What standard of review should the Swiss Supreme Court apply when seised with a challenge to an award on jurisdiction in an investment treaty dispute and, more specifically, when it has to review the findings of the arbitral tribunal regarding the definition of an investment?
In October 2017, I expressed my concerns on this blog about an obiter dictum of the Swiss Supreme Court in Recofi v the Socialist Republic of Vietnam, in which the Supreme Court suggested that its scope of review would be (somehow) limited when reviewing awards on jurisdiction in investment treaty cases. One year later, the Swiss Supreme Court appears to have decided to depart from that view.
Recofi v the Socialist Republic of Vietnam: an intriguing obiter dictum of the Swiss Supreme Court
In the Recofi decision, the Swiss Supreme Court rejected the investor’s argument of an internationally accepted (broad) definition of investment covering monetary claims. The Supreme Court made clear that, in the absence of an internationally accepted definition of investment, bilateral investment treaty (BIT) provisions should be interpreted on the basis of the individual BIT in question and not by reference to other (non-binding) decisions. Surprisingly however, the Swiss Supreme Court added the following obiter comment in its decision:
“…as the term investment set out in Art. 1(1) of the BIT was defined by three arbitrators, the experience in the field and the international reputation of whom both Parties recognise, the Swiss Supreme Court will not depart from the unanimous interpretation of the term given by leading experts in the field without reasonable cause”.
In my post of 19 October 2017, I expressed my concerns about this (intriguing) obiter dictum, which not only showed an unusual deference and regard to an arbitral tribunal’s findings, but was also at clear variance with the principle that the Swiss Supreme Court has full power of review when it comes to analysing the jurisdiction of the arbitral tribunal. With that obiter, the Swiss Supreme Court appeared to open the door to the possibility of departing from that principle. In other words, according to the Supreme Court itself, despite its unlimited discretion to assess the jurisdiction of arbitral tribunals, it would not, without reasonable cause, interfere with the jurisdictional decisions of “leading experts” in investment treaty arbitration who would have rendered a unanimous decision, in particular with regard to the undetermined legal notion of investment.

▸ **ENTRIES**

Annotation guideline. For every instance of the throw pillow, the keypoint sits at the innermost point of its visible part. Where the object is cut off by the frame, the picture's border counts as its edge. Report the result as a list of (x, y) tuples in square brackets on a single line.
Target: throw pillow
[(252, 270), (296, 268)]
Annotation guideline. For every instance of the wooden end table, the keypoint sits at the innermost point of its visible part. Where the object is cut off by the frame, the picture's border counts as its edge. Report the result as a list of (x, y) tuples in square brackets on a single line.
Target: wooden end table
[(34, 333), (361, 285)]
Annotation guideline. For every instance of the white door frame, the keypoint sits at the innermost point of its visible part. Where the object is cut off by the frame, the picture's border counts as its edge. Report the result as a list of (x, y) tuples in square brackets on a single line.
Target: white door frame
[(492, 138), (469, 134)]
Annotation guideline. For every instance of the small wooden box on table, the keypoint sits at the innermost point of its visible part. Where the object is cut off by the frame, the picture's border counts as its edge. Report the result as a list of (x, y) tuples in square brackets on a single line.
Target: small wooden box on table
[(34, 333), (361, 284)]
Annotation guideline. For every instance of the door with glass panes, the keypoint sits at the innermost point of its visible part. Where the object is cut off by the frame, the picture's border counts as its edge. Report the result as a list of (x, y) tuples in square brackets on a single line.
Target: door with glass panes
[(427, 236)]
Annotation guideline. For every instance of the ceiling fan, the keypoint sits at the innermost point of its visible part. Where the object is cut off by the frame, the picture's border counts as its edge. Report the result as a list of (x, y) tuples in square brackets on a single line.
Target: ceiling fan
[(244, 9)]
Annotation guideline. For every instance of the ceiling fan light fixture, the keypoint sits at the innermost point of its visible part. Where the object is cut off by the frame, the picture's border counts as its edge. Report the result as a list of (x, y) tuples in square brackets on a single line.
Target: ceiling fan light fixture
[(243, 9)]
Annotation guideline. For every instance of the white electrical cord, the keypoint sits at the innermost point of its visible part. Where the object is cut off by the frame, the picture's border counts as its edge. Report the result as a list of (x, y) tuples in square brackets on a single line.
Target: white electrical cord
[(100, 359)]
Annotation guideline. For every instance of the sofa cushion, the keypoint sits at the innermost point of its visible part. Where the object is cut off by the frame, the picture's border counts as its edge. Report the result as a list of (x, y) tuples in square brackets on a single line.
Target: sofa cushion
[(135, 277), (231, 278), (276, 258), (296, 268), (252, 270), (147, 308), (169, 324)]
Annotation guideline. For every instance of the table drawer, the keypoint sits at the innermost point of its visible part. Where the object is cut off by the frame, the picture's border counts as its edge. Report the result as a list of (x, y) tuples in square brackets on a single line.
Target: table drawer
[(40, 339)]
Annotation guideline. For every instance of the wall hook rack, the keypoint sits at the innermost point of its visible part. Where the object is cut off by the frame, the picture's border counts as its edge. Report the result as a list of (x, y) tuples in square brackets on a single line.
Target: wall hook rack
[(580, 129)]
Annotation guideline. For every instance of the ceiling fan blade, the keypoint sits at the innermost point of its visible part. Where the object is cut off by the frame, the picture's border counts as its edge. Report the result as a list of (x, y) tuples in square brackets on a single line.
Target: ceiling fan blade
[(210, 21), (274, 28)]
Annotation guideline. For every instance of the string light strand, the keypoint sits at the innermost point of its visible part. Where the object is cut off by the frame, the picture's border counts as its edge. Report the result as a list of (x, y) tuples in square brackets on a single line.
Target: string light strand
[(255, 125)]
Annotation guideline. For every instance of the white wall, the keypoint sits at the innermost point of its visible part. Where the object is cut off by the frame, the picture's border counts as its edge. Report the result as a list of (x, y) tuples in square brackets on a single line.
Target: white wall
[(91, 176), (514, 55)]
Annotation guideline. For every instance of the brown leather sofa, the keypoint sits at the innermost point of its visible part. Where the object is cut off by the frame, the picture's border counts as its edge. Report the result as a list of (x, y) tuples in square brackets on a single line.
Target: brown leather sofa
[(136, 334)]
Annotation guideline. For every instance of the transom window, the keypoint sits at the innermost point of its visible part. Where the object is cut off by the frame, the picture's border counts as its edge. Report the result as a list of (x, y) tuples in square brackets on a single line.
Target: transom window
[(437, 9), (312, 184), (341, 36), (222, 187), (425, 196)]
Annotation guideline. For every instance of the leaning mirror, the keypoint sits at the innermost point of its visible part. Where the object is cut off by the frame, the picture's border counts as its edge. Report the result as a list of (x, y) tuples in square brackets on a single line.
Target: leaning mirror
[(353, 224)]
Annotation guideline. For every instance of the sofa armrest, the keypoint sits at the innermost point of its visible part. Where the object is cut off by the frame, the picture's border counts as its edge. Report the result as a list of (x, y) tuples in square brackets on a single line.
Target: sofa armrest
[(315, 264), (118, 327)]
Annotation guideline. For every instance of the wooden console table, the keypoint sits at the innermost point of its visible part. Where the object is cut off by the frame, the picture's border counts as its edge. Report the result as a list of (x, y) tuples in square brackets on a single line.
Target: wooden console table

▸ **BRIEF 1**
In the post on the Swiss Supreme Court, what did the court say bilateral investment treaty provisions should be interpreted on the basis of, given that no internationally accepted definition of investment exists?
▸ **BRIEF 2**
Condense the paragraph of the post on the Swiss Supreme Court that begins "In my post of 19 October 2017" into a short bulleted list that keeps its main facts.
▸ **BRIEF 3**
Write a continuation of the post on the Swiss Supreme Court, starting after its final sentence.
The records have no connection to the text.

▸ **FINAL RESULT 1**
On the basis of the individual BIT in question, not by reference to other (non-binding) decisions.

▸ **FINAL RESULT 2**
- The author's post of 19 October 2017 raised concerns about the obiter dictum.
- The obiter showed unusual deference to an arbitral tribunal's findings.
- It conflicted with the principle that the Swiss Supreme Court has full power of review over an arbitral tribunal's jurisdiction.
- It appeared to open the door to departing from that principle.
- Under it, the court would not, without reasonable cause, interfere with unanimous jurisdictional decisions by "leading experts" in investment treaty arbitration, particularly on the undetermined legal notion of investment.

▸ **FINAL RESULT 3**
The Crimea cases: no apparent limitation of the Swiss Supreme Court’s scope of review
In two decisions dated 16 October 2018, and published on 16 November 2018, the Swiss Supreme Court declined the Russian Federation’s requests to set aside two interim awards for lack of jurisdiction. The Supreme Court found that the arbitral tribunal rightly held that the territorial scope of the BIT between the Russian Federation and Ukraine of 27 November 1998 (Russia-Ukraine BIT) includes Crimea as a territory over which the Russian Federation exercises de facto control. With respect to the subject matter scope of the Russia-Ukraine BIT, the court concluded that the term “investment” in Article 1(1) of the Russia-Ukraine BIT also comprises investments originally made in the investor’s home state that are only subsequently located in the host state as a result of a shift of borders (decisions 4A_396/2017 and 4A_398/2017).
With respect to the definition of an investment, the Swiss Supreme Court embarked in a very in-depth analysis of the various findings of the arbitral tribunal. Importantly, at no point did the Supreme Court appear to have considered itself to be in any way restricted in its analysis. In addition, at the very outset of its reasoning, the Swiss Supreme Court confirmed that its power of review was unlimited even when reviewing awards on jurisdiction in the context of investment arbitration proceedings.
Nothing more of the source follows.